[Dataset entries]
★ ★ ★ ★ ★ ★ ★

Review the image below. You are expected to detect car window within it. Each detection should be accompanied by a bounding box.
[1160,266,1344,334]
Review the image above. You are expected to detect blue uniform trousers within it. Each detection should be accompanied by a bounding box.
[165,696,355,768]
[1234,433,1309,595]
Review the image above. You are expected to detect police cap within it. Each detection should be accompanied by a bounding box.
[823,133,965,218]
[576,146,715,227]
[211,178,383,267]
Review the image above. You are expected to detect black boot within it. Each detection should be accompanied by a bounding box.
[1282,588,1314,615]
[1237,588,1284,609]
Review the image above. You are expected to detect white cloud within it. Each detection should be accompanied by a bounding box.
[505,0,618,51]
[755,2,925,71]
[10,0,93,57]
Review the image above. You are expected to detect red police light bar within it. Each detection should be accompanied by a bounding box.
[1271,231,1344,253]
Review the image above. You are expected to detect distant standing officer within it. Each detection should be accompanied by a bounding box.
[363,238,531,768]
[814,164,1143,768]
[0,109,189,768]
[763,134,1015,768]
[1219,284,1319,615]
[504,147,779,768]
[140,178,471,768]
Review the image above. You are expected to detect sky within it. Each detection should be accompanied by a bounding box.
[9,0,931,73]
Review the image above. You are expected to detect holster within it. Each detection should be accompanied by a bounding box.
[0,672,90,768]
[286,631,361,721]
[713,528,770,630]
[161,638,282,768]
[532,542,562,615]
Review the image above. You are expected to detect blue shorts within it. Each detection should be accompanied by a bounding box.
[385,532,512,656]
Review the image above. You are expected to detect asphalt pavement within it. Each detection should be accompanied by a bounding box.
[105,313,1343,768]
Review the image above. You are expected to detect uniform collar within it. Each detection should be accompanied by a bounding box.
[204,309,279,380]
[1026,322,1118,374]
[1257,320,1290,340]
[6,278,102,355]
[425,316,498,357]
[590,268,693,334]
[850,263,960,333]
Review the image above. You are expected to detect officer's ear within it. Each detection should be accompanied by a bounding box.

★ ★ ★ ★ ★ ★ ★

* [Problem to solve]
Set down the lines from the one with "Review the image above. You are expected to detect blue uniform" through the end of the data above. Keep each exactly as written and add no other line.

* [Written answer]
Review the image above. You are expected to detect blue uniform trousers within it. Each detection should be accompanied by a bounding box.
[165,696,355,768]
[1234,433,1309,595]
Review the image above. You are expected to detect police cap within it. Each detection should be accompanied by a bounding box.
[823,133,965,218]
[576,146,715,227]
[211,178,383,267]
Review the image above. You are expected to detect black boot within it. Each detection should be accompanied by a bounding box.
[1282,588,1314,615]
[1237,588,1284,609]
Review the image above. You are expected to detect white cloud within it. Each detection should be accompanied by a bounding box.
[505,0,618,51]
[755,2,925,71]
[10,0,93,57]
Review the image above. You are expected to detect red police light bar within it. Each detection should be accompanied by a bounding box.
[1271,231,1344,253]
Review the image above. You are expected to detect distant standing officer within it. Each detection should be accompanied by a bounding box.
[363,238,531,768]
[814,164,1143,768]
[0,109,189,768]
[763,134,1015,768]
[1219,284,1319,615]
[504,147,779,768]
[140,178,471,768]
Review the image above. You are expected to detect sky within it. Each detection should be accompanied by a bounding box.
[9,0,931,73]
Review the image above. You are expected to detect holster within it. Each detection should be accompanied by a bounding box.
[0,672,90,768]
[286,631,361,721]
[713,528,770,630]
[161,638,282,768]
[532,542,562,615]
Review the image above. You are expected to detect blue shorts within it. Each detection should be accompanied by a bounding box.
[385,532,512,656]
Review the image above. You are expected to detect asphalt pavement within it. Each detection should be accompanied by a bounding box.
[105,313,1343,768]
Review the image above. You are expected to detect uniform collar within it. Each detection should be accompanied by a bounding box.
[204,309,279,380]
[1026,322,1118,374]
[1257,320,1290,340]
[6,278,102,355]
[425,316,498,357]
[590,268,693,334]
[850,263,960,333]
Review the image above. You are expected to detect officer's ear within it. Each detection should be accompanied by a bounding box.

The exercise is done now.